Material for this exercise ▸
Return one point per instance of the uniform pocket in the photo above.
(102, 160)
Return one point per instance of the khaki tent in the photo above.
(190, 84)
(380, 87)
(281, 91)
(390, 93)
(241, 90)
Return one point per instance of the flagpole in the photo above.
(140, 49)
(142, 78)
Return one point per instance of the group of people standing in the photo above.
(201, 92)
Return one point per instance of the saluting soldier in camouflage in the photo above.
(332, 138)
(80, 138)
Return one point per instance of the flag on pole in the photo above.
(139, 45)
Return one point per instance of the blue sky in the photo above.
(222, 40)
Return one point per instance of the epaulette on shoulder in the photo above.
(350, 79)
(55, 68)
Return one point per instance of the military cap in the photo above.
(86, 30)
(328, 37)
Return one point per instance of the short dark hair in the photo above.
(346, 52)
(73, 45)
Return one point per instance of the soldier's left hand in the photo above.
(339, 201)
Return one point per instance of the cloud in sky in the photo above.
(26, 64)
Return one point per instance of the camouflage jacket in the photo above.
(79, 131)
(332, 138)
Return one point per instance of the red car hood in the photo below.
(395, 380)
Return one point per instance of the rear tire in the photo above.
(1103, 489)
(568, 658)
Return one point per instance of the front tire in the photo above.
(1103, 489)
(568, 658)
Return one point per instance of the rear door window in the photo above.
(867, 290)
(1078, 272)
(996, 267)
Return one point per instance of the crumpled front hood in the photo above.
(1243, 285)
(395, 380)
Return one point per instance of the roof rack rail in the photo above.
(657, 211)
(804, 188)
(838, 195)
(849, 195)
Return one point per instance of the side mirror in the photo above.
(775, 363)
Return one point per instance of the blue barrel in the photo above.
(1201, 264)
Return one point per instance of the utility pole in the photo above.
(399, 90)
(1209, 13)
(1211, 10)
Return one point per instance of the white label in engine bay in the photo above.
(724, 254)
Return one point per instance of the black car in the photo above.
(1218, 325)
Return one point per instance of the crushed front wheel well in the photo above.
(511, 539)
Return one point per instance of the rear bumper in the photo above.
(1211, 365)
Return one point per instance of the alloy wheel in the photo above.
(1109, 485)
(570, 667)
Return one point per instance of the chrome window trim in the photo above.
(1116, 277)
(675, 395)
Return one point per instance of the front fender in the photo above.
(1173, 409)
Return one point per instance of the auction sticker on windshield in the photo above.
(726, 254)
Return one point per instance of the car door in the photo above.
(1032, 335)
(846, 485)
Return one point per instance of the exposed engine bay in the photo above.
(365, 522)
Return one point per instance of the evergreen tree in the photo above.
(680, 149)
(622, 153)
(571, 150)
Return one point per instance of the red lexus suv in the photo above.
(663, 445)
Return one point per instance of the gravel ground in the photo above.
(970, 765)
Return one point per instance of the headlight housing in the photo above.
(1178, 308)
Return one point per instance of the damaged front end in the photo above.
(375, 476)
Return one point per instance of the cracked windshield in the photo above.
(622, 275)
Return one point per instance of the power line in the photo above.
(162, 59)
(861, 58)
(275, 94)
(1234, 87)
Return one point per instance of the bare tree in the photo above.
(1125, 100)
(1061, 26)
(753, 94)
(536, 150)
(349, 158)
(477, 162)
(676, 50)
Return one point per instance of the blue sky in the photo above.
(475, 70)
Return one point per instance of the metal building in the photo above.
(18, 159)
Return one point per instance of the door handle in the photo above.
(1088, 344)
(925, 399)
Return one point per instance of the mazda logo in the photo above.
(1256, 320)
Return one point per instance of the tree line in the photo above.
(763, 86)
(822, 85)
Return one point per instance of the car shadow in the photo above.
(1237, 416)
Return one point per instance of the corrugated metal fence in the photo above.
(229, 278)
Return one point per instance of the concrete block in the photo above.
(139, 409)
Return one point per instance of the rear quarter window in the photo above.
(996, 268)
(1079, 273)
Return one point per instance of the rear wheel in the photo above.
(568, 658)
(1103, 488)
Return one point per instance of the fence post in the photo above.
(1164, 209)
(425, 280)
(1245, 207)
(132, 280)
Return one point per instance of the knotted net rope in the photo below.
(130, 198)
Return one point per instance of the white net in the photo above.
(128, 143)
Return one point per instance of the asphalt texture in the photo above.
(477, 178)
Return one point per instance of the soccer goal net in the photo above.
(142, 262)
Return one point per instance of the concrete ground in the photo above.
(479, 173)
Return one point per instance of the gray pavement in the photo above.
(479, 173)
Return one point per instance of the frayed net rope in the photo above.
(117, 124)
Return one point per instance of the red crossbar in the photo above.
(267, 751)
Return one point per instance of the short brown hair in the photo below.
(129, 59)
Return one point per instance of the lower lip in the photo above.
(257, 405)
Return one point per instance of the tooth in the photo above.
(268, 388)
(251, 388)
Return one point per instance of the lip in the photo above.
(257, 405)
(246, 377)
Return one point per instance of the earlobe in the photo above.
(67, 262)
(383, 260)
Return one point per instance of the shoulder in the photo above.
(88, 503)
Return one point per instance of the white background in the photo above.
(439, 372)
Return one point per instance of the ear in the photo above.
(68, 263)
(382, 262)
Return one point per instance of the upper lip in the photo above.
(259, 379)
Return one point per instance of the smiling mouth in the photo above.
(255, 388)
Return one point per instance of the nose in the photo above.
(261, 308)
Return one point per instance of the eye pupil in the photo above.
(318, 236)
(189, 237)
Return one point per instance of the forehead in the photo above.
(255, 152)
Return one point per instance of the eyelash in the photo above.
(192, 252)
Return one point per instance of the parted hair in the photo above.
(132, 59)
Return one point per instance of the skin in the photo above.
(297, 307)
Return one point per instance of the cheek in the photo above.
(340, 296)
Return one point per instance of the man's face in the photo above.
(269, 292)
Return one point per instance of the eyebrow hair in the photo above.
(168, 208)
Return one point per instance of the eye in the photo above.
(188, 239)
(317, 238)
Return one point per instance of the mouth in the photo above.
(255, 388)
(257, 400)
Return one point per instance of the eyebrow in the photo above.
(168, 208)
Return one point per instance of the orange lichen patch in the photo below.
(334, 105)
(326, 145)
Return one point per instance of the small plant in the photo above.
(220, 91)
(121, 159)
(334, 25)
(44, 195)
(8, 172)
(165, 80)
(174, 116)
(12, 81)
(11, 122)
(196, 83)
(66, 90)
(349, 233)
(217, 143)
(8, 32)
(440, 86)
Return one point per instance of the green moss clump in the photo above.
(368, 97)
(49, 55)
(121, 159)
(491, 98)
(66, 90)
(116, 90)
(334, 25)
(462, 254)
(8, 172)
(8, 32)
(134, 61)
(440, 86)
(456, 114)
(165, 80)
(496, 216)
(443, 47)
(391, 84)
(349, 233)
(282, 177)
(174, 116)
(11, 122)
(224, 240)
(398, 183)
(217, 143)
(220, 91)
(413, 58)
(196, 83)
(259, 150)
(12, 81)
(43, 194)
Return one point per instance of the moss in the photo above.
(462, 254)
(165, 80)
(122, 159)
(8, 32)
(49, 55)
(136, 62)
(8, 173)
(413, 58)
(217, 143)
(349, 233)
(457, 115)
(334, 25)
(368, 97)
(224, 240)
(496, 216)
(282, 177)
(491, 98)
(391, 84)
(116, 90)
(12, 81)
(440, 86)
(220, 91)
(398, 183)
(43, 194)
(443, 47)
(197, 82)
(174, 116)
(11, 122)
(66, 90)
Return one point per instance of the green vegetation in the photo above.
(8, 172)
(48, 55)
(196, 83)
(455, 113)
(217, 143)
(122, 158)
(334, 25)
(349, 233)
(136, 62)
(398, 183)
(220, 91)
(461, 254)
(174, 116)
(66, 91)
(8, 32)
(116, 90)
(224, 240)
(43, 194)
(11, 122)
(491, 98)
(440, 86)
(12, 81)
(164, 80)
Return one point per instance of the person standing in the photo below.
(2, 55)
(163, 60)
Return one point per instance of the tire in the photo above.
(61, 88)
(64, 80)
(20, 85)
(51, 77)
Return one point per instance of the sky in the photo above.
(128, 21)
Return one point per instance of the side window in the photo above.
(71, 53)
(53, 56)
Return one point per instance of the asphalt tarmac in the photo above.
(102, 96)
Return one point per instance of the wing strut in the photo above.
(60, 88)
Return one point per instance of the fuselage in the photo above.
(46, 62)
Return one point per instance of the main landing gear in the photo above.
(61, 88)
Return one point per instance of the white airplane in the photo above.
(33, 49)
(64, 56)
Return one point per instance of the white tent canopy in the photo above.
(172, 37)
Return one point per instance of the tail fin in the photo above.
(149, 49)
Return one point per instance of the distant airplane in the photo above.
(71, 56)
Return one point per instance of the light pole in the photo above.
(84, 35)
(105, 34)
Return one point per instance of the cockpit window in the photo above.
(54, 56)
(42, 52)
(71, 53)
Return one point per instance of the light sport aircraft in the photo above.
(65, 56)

Short problem ▸ Copy out the records from the line containing "Return one point per instance of the asphalt tarmac" through the end of the records, inclusive, character for character.

Result ▸
Return one point per instance of the asphalt tarmac in the photo above.
(102, 96)
Return one point per instance of the wing strut in the photo above.
(60, 88)
Return one point per instance of the fuselage in the photo above.
(46, 62)
Return one point per instance of the main landing gear in the photo above.
(61, 88)
Return one point per instance of the white airplane in the photo above.
(33, 49)
(64, 56)
Return one point per instance of the white tent canopy in the photo above.
(172, 37)
Return one point per instance of the tail fin in the photo above.
(149, 49)
Return one point per instance of the distant airplane in the photo above.
(71, 56)
Return one point per instance of the light pole in the photo above.
(84, 35)
(105, 34)
Return one point per instance of the cockpit window in the photo above.
(54, 56)
(42, 52)
(71, 53)
Return one point per instance of the light sport aircraft in the photo above.
(65, 56)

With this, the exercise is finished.